• **Location labeling records**

****************

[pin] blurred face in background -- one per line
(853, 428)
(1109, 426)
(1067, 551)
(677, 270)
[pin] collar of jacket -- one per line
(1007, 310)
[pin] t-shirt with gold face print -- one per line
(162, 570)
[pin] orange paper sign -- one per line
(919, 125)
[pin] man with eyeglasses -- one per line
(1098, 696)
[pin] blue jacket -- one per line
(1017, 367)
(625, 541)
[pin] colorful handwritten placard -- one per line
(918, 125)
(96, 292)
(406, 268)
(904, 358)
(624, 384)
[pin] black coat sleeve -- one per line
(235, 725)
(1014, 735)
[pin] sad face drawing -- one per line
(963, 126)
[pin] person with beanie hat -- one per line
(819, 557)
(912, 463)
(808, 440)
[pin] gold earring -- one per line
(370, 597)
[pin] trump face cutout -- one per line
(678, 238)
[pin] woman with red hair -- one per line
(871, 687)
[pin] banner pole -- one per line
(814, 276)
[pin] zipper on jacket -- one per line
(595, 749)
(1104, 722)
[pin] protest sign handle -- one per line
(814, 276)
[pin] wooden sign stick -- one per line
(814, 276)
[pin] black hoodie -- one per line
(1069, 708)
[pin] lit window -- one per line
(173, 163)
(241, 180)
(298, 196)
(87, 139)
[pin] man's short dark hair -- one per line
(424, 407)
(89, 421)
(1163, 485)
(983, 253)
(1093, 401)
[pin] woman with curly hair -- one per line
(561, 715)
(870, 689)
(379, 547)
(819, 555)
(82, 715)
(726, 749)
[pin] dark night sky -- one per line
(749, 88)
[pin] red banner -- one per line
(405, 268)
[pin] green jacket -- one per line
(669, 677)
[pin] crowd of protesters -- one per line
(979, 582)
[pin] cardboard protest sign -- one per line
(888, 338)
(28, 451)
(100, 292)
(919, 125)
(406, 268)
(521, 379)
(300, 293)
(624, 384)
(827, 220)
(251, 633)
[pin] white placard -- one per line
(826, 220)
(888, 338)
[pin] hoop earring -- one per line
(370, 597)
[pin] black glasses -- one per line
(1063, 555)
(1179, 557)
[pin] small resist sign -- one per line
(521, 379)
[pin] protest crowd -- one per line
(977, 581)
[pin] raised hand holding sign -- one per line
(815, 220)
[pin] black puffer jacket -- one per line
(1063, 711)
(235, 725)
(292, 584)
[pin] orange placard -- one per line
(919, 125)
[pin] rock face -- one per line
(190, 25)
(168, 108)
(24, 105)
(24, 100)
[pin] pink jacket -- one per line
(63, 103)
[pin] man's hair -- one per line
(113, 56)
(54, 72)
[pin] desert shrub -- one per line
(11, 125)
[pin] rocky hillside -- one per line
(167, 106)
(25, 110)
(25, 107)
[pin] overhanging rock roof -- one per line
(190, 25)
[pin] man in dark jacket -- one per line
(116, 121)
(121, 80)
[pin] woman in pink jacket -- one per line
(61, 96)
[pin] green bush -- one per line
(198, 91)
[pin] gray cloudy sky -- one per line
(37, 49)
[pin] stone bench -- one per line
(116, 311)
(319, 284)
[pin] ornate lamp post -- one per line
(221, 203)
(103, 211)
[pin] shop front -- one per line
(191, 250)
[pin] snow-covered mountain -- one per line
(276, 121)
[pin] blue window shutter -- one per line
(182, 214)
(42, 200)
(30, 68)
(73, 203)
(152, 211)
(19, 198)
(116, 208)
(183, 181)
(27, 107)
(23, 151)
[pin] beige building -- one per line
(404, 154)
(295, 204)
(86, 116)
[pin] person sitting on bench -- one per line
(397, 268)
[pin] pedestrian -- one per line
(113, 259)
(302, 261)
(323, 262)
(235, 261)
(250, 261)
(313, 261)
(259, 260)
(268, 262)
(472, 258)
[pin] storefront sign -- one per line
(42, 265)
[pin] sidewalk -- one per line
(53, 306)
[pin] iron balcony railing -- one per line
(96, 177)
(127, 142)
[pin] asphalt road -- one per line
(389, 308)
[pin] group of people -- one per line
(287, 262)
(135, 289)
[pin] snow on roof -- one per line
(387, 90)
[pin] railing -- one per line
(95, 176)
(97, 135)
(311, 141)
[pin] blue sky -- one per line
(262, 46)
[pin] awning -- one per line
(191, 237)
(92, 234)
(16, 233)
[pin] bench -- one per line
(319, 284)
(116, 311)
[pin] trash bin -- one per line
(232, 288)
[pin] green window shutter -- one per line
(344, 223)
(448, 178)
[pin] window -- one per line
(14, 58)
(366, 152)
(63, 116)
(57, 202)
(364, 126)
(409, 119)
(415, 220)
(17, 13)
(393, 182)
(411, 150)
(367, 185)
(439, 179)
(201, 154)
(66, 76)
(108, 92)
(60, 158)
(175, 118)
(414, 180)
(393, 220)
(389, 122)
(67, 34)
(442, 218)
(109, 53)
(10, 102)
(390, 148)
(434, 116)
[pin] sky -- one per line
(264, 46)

****************

• **TASK TO COMPLETE**
All of the data above should be transcribed exactly.

• **WORKED ANSWER**
[pin] blurred face in background -- one per line
(853, 428)
(1109, 426)
(1067, 551)
(677, 270)
[pin] collar of jacket -- one per line
(1007, 310)
[pin] t-shirt with gold face print -- one per line
(162, 570)
[pin] orange paper sign -- one per line
(919, 125)
[pin] man with eyeglasses -- one per line
(1098, 696)
[pin] blue jacket -- one per line
(1017, 367)
(625, 541)
[pin] colorful handwritten placard -- one per line
(918, 125)
(96, 292)
(406, 268)
(904, 358)
(624, 384)
[pin] black coat sleeve -- one per line
(235, 725)
(1014, 735)
[pin] sad face drawing -- one per line
(963, 126)
[pin] person with beanie hat -- one per line
(819, 557)
(912, 463)
(808, 440)
[pin] gold earring -- one per line
(370, 597)
[pin] trump face cutout -- one per line
(678, 238)
[pin] woman with red hair -- one per line
(871, 687)
[pin] banner pole -- one per line
(814, 276)
[pin] zipper on jacket -- one per line
(595, 749)
(1104, 722)
[pin] protest sign handle -- one per line
(814, 276)
[pin] wooden sign stick -- one per line
(814, 276)
[pin] black hoodie -- one per line
(1069, 708)
[pin] lit window -- one per line
(173, 163)
(241, 180)
(298, 196)
(87, 139)
[pin] man's short dark hair -- one per line
(424, 407)
(89, 421)
(1163, 485)
(983, 253)
(1093, 401)
[pin] woman with curly hair -- one per line
(561, 715)
(870, 689)
(379, 547)
(819, 555)
(82, 715)
(726, 749)
[pin] dark night sky -- one per line
(749, 88)
[pin] red banner -- one per line
(405, 268)
[pin] green jacket -- one per line
(669, 677)
[pin] crowd of protesters -- one per line
(979, 582)
[pin] cardboard protest sign -- one per line
(888, 338)
(28, 451)
(100, 292)
(919, 125)
(406, 268)
(521, 379)
(300, 293)
(624, 384)
(827, 220)
(251, 633)
[pin] white placard -- one per line
(826, 220)
(888, 338)
[pin] hoop earring -- one per line
(370, 597)
[pin] black glasses -- one per line
(1063, 555)
(1179, 557)
[pin] small resist sign -- one per line
(521, 379)
[pin] protest crowd -- one per line
(977, 581)
[pin] raised hand holding sign -- one per line
(815, 220)
[pin] black puffer jacket -- one per line
(1063, 711)
(235, 725)
(292, 584)
[pin] orange placard -- one per line
(919, 125)
[pin] rock face -- one per line
(190, 25)
(168, 108)
(24, 105)
(24, 100)
[pin] pink jacket -- one per line
(63, 103)
[pin] man's hair -- one per line
(113, 56)
(54, 72)
[pin] desert shrub -- one per line
(11, 125)
[pin] rocky hillside -- one per line
(167, 106)
(25, 110)
(25, 107)
[pin] overhanging rock roof -- one per line
(190, 25)
[pin] man in dark jacket -- one per line
(116, 121)
(121, 80)
[pin] woman in pink jacket -- one per line
(61, 96)
[pin] green bush -- one per line
(198, 91)
[pin] gray cloudy sky -- one per line
(37, 49)
[pin] stone bench -- one per line
(116, 311)
(319, 284)
[pin] ornate lamp post -- one per line
(221, 203)
(103, 211)
[pin] shop front -- one per line
(191, 250)
[pin] snow-covered mountain -- one per line
(276, 121)
[pin] blue window shutter -- one per line
(182, 214)
(42, 200)
(30, 68)
(73, 203)
(152, 211)
(19, 198)
(116, 208)
(183, 181)
(27, 107)
(23, 151)
[pin] beige building -- one per line
(404, 154)
(295, 204)
(86, 116)
[pin] person sitting on bench -- one per line
(397, 268)
[pin] pedestrian -- one per line
(113, 259)
(302, 261)
(323, 262)
(235, 261)
(250, 261)
(313, 261)
(259, 260)
(268, 262)
(472, 258)
[pin] storefront sign -- one per line
(42, 265)
[pin] sidewalk -- one per line
(53, 306)
[pin] iron balcony railing -- one per line
(96, 177)
(127, 142)
[pin] asphalt road -- one per line
(389, 308)
[pin] group of people -- one per line
(287, 262)
(135, 289)
[pin] snow on roof -- one per line
(387, 90)
[pin] railing -- one per line
(95, 176)
(97, 135)
(311, 141)
[pin] blue sky -- one per line
(262, 46)
[pin] awning -- one per line
(191, 237)
(92, 234)
(16, 233)
[pin] bench -- one per line
(319, 284)
(116, 311)
[pin] trash bin -- one per line
(232, 288)
[pin] green window shutter -- one per line
(344, 223)
(448, 178)
[pin] window -- one per line
(14, 58)
(366, 152)
(63, 116)
(57, 202)
(364, 126)
(409, 119)
(415, 220)
(17, 13)
(393, 182)
(411, 150)
(367, 185)
(439, 179)
(201, 154)
(66, 76)
(108, 92)
(60, 158)
(175, 118)
(414, 180)
(393, 220)
(389, 122)
(67, 34)
(442, 218)
(109, 53)
(10, 102)
(390, 148)
(434, 116)
[pin] sky -- one per line
(264, 46)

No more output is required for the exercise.